◆ LISTED RECORDS:
_ _ _
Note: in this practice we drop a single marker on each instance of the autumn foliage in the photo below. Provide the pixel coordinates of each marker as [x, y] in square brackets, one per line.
_ _ _
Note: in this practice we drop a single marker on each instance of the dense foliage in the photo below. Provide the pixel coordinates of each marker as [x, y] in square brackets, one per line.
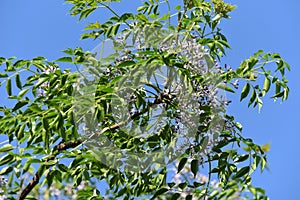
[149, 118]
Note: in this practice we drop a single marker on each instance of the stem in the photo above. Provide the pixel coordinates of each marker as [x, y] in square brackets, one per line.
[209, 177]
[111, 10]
_ _ _
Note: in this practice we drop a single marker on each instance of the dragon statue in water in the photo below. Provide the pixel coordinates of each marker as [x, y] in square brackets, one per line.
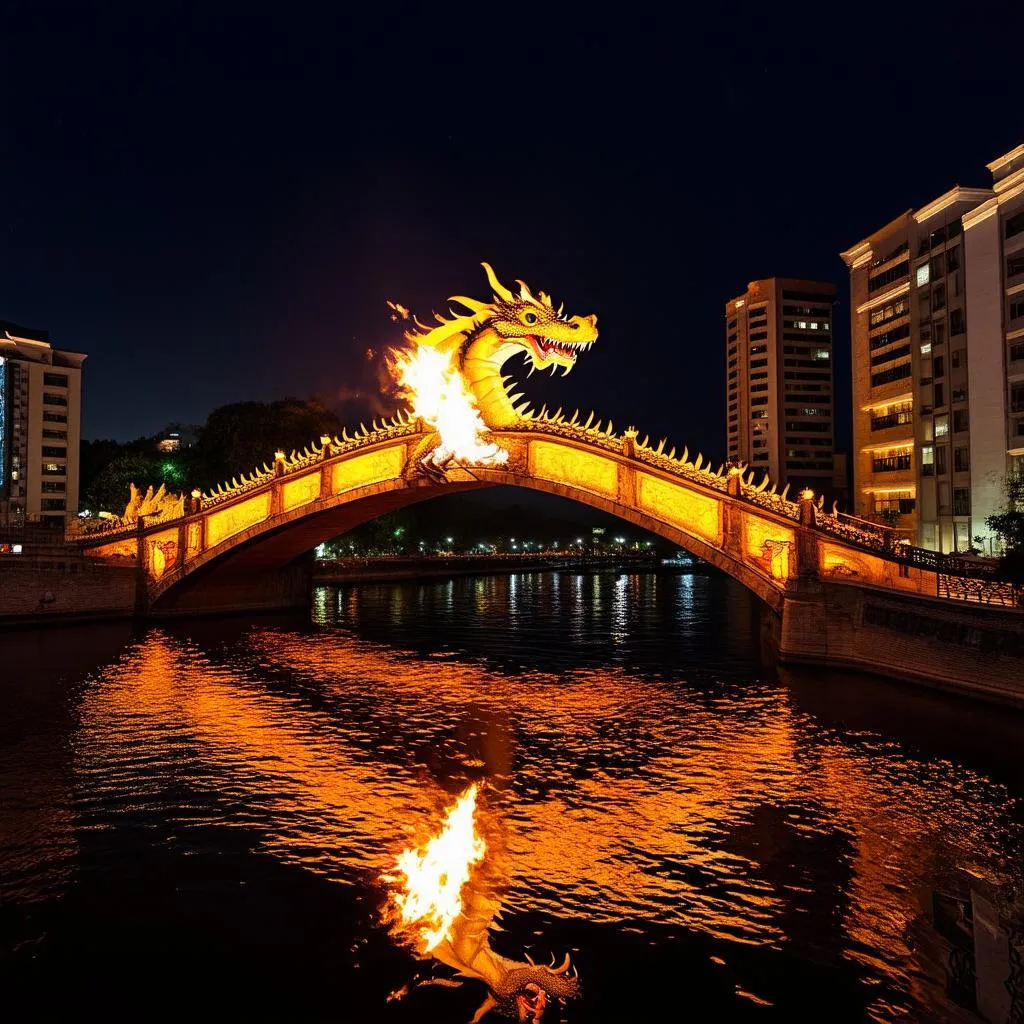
_ _ _
◆ EXERCISE OBJECTIVE: Find and copy every line of the records that contains the word "marker". Case counts.

◆ WRITTEN REPLY:
Note: in this practice we drop a single marker on each instance of the autumn foliage in the photo below. Provide the pixel coordinates of each marker as [x, y] in square brackets, one per line.
Note: in this practice we drop a single marker on each instance of the dense foliage in the photo below. Provide the pixel coordinates of each marker as [x, y] in square brackets, one per line.
Note: in this practice we drop a single marker on each instance of the stem in the photo above. Provide the pixel coordinates of each marker as [x, y] in square brackets, one per line.
Note: in this practice we drop a single marker on each instance of the dragon statue in water in the photo below. Provide the pixel coordinates of each marker as [x, y] in square brackets, one per line.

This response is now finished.